» **WORK TO COMPLETE**:
Return the data below unchanged. Drop any pictures.

» **PROVIDED MATERIAL**:
=======

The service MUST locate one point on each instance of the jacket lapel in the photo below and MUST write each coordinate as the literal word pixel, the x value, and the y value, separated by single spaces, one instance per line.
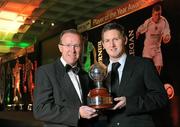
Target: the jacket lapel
pixel 65 82
pixel 127 73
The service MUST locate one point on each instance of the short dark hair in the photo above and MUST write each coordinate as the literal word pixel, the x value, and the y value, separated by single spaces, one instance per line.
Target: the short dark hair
pixel 116 26
pixel 73 31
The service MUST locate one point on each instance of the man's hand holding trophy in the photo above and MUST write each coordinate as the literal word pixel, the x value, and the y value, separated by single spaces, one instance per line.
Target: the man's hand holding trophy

=======

» **EXPECTED OUTPUT**:
The service MUST locate one point on each instance of the jacket lapel in the photo below and MUST write each coordinate as the literal word pixel, the x value, and the y value, separated by single spaces, one instance per line.
Target: the jacket lapel
pixel 65 82
pixel 127 73
The service MUST locate one point on each instance of the short dark hair in the photo above and MUST write each coordinate as the literal word pixel, the x value, and the y value, separated by single spaces, one instance per line.
Target: the short dark hair
pixel 116 26
pixel 73 31
The service MUST locate one point on each instance of the man's hand holding trophy in the photo above and MUST write each coordinate as the literal word pixel, the x value, and the y value, separated by single spaces, one instance per line.
Target: the man's hand holding trophy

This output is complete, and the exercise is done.